» **PROBLEM STATEMENT**: Copy each entry as it stands, leaving nothing out.

(Natural-language object grounding data)
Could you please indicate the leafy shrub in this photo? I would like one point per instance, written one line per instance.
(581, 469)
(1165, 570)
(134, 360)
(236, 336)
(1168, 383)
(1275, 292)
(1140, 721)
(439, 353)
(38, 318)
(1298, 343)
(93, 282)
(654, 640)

» **EXERCISE RESULT**:
Could you please indicate the leafy shrub in this photo? I would like one point per instance, written one line per instance.
(581, 469)
(1165, 570)
(134, 360)
(236, 336)
(1168, 383)
(1275, 292)
(1140, 721)
(439, 353)
(38, 318)
(1298, 343)
(93, 282)
(654, 640)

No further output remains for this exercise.